TASK DETAILS: Return the full listing below, unchanged.

DATA SHOWN Block Start

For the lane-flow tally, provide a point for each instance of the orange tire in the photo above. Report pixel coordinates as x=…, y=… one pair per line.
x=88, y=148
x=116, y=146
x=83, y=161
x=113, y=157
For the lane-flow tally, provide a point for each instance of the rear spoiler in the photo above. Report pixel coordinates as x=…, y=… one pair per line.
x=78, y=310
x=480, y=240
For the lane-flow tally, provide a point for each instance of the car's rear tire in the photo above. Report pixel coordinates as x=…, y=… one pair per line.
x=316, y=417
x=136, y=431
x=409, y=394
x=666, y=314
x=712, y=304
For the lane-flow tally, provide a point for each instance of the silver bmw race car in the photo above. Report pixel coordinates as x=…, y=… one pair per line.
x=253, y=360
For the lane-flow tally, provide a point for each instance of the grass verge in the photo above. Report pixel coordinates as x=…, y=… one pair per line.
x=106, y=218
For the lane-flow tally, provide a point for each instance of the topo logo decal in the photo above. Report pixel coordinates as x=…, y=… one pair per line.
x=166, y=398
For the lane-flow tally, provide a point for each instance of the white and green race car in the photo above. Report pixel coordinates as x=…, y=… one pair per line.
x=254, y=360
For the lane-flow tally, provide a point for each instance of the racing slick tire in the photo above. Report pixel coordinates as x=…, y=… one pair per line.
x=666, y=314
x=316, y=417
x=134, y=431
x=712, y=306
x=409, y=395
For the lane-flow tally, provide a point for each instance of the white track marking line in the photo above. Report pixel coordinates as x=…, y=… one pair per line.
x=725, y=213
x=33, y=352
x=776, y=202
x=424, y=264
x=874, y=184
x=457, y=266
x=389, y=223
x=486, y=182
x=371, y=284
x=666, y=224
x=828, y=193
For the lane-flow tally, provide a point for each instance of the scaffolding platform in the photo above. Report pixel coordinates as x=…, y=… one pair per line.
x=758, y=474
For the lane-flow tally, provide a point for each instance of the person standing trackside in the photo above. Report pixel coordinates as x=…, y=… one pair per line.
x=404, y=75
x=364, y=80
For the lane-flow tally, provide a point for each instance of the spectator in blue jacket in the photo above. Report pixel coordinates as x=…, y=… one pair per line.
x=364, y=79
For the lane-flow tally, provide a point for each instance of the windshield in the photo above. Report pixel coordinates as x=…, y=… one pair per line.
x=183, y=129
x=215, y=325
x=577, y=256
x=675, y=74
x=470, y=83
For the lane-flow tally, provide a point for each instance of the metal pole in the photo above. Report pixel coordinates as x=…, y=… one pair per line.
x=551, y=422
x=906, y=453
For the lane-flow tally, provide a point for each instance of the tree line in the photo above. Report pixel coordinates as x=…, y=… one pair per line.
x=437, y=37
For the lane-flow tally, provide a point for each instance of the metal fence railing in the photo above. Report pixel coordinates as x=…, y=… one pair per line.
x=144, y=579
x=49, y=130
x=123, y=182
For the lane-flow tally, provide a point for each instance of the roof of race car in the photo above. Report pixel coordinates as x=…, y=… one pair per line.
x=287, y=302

DATA SHOWN Block End

RESULT OF THIS EXERCISE:
For the lane-flow tally, provide a point for each instance of the orange tire in the photo above. Report pixel coordinates as x=…, y=… one pair per line.
x=88, y=148
x=116, y=146
x=83, y=161
x=113, y=157
For the lane-flow tally, provide a point for each instance of the rear spoiler in the photo above. Report pixel coordinates as x=…, y=… one pair per line.
x=78, y=310
x=480, y=240
For the lane-flow tally, provide a point for each instance of the car's rear tire in the photo above. Report pixel coordinates as x=…, y=… one pair per line.
x=316, y=417
x=136, y=431
x=409, y=394
x=666, y=314
x=712, y=304
For the lane-flow tally, provide a point for each instance of the silver bmw race car in the photo above. Report pixel coordinates as x=…, y=… one pair per line.
x=253, y=360
For the lane-flow tally, provide a point for each instance of the grass verge in the photo above. Report pixel coordinates as x=…, y=… one pair per line.
x=106, y=218
For the lane-flow tally, provide a point for each instance of the topo logo decal in the photo above. Report pixel coordinates as x=…, y=… one pair per line.
x=166, y=398
For the lane-flow tally, provide a point for each instance of the white and green race car in the photo above. Report pixel coordinates as x=…, y=… one pair per line.
x=254, y=360
For the lane-flow tally, provide a point for each instance of the racing slick tire in the photo above. Report pixel coordinates as x=…, y=… one pair per line.
x=666, y=314
x=316, y=417
x=134, y=431
x=712, y=306
x=409, y=395
For the lane-flow tally, provide a point for each instance of the white track marking line in the photo above. Report pixel coordinates as x=…, y=… one pair per line.
x=725, y=213
x=33, y=352
x=776, y=202
x=424, y=264
x=874, y=184
x=457, y=266
x=389, y=223
x=486, y=182
x=371, y=284
x=666, y=224
x=828, y=193
For the lane-flow tally, provide a point for each instance of the scaffolding platform in the photo above. Report pixel coordinates as x=…, y=… one pair per line.
x=758, y=474
For the lane-flow tally, provide a point for each instance of the person standing trackside in the photo above. Report pixel coordinates as x=…, y=… one pair per line.
x=404, y=75
x=364, y=80
For the lane-flow tally, provide a point for each instance of the spectator in blue jacket in the photo above. Report pixel coordinates as x=…, y=… one pair per line.
x=364, y=79
For the lane-flow tally, provide a point for each instance of the windshield in the photo above. Report pixel coordinates as x=…, y=… one pair per line.
x=183, y=129
x=215, y=325
x=577, y=256
x=675, y=74
x=470, y=83
For the lane-flow tally, provide a point for each instance of the metal pole in the photo above. Report pixel coordinates as x=…, y=… one pair per line.
x=551, y=422
x=906, y=453
For the lane-flow tally, provide a point for each instance of the tree line in the photo above. Report pixel coordinates as x=…, y=… one pair per line.
x=437, y=37
For the lane-flow tally, provide a point for each instance of the metal fence railing in the photo above. Report pixel coordinates as x=…, y=… one pair per line.
x=144, y=579
x=49, y=130
x=123, y=182
For the lane-flow tally, provide a point for each instance of the roof of race car in the photo above. Report pixel coordinates as x=…, y=… one pair per line.
x=287, y=302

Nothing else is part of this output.